_TEXT_

___

Finally saw HAIR this weekend for my Recognized-by-the-State-of-California-Domestic-Partner, Adam’s birthday. All that hair, and I still can’t get married in the state of New York or California?
Woodstock, Monterey, you name it. Be-IN, Love-IN, Freedom, Happiness?
Okay, to the play. I love the music. I do. And the play, basically, is about a bunch of kids who want to be kids and don’t want to go to war to get killed. And who can blame them? WHAT ON EARTH WAS VIETNAM? I mean, really. When I was a kid, it was just a strange word. Hippies were everywhere. My cousin who was living with us in the suburbs of New York did come back from Woodstock covered with mud in her green Volkswagon. So the lore goes.
The cast of HAIR was sublime. One of the great things about overpopulation is it does create more and more talented people who have to compete even harder for fewer spots on earth. By the time someone gets to sing on Broadway, they have completely risen past the ranks of the medium good, the very good, and the best. It’s quite something.
Directed by Diane Paulus (I’m a big fan), this play was a big romp, the cast in the audience, clothes off at intermission, hippie vaudeville, great movement, solid humor, and the singing, as I’ve said.

___

_THE DATA_

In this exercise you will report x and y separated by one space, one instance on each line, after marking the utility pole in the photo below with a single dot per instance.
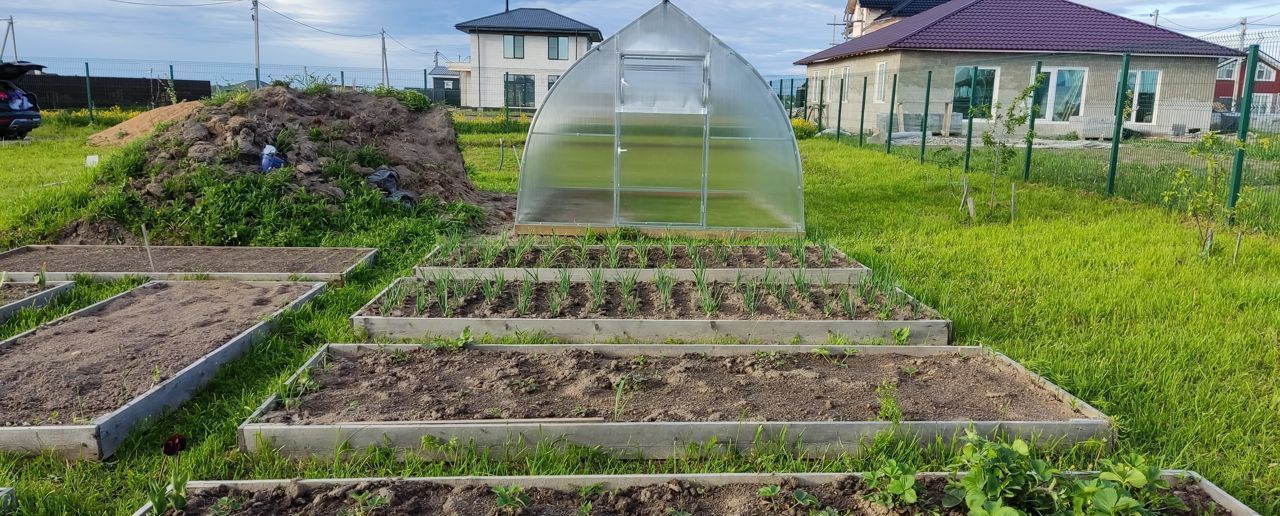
9 32
257 63
387 78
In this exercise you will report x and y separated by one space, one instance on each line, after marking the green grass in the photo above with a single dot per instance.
1107 298
48 170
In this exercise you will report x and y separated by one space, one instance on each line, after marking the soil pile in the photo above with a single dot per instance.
142 124
319 133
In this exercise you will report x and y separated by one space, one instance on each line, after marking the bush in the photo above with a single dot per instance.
80 117
803 128
411 99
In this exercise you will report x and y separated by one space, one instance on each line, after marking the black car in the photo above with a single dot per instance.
19 110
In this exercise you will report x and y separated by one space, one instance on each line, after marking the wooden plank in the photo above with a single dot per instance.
36 300
101 437
808 332
624 482
8 501
163 398
658 439
28 275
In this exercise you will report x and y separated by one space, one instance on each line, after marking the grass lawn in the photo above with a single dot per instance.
1107 298
50 167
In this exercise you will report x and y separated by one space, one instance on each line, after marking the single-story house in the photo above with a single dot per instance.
517 55
1171 76
1266 85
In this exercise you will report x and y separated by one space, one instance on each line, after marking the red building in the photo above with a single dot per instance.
1266 86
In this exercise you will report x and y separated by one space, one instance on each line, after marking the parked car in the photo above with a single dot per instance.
19 110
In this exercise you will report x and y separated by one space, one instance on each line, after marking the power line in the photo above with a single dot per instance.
176 5
312 27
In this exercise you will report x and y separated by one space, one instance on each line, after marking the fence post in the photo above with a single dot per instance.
892 101
822 96
924 119
88 94
840 110
862 118
973 97
1031 123
1242 133
1118 131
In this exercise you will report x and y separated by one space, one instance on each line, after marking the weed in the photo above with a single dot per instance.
891 485
890 409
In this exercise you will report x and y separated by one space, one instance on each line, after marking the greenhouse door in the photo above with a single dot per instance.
662 141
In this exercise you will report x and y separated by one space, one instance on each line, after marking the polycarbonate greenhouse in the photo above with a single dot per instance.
661 127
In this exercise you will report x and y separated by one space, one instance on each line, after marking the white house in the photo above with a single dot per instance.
516 56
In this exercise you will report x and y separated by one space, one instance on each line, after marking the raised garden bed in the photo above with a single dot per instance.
78 384
714 261
704 494
16 296
272 264
663 310
653 401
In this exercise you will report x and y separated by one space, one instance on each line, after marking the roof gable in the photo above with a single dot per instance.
531 19
1022 26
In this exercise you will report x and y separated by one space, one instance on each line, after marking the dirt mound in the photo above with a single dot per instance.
142 124
320 135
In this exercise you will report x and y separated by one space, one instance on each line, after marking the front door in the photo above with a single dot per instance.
662 133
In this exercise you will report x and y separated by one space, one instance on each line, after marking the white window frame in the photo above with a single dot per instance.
844 86
1270 103
1155 106
1265 73
513 46
1047 115
995 87
1228 69
881 78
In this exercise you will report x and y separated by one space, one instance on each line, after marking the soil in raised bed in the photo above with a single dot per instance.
82 368
654 256
10 292
438 384
846 496
778 300
193 260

___

_REQUIRED ACTION_
Copy everything in the post about HAIR from "Finally saw HAIR" down to "the lore goes.".

_PROBLEM SOLUTION_
Finally saw HAIR this weekend for my Recognized-by-the-State-of-California-Domestic-Partner, Adam’s birthday. All that hair, and I still can’t get married in the state of New York or California?
Woodstock, Monterey, you name it. Be-IN, Love-IN, Freedom, Happiness?
Okay, to the play. I love the music. I do. And the play, basically, is about a bunch of kids who want to be kids and don’t want to go to war to get killed. And who can blame them? WHAT ON EARTH WAS VIETNAM? I mean, really. When I was a kid, it was just a strange word. Hippies were everywhere. My cousin who was living with us in the suburbs of New York did come back from Woodstock covered with mud in her green Volkswagon. So the lore goes.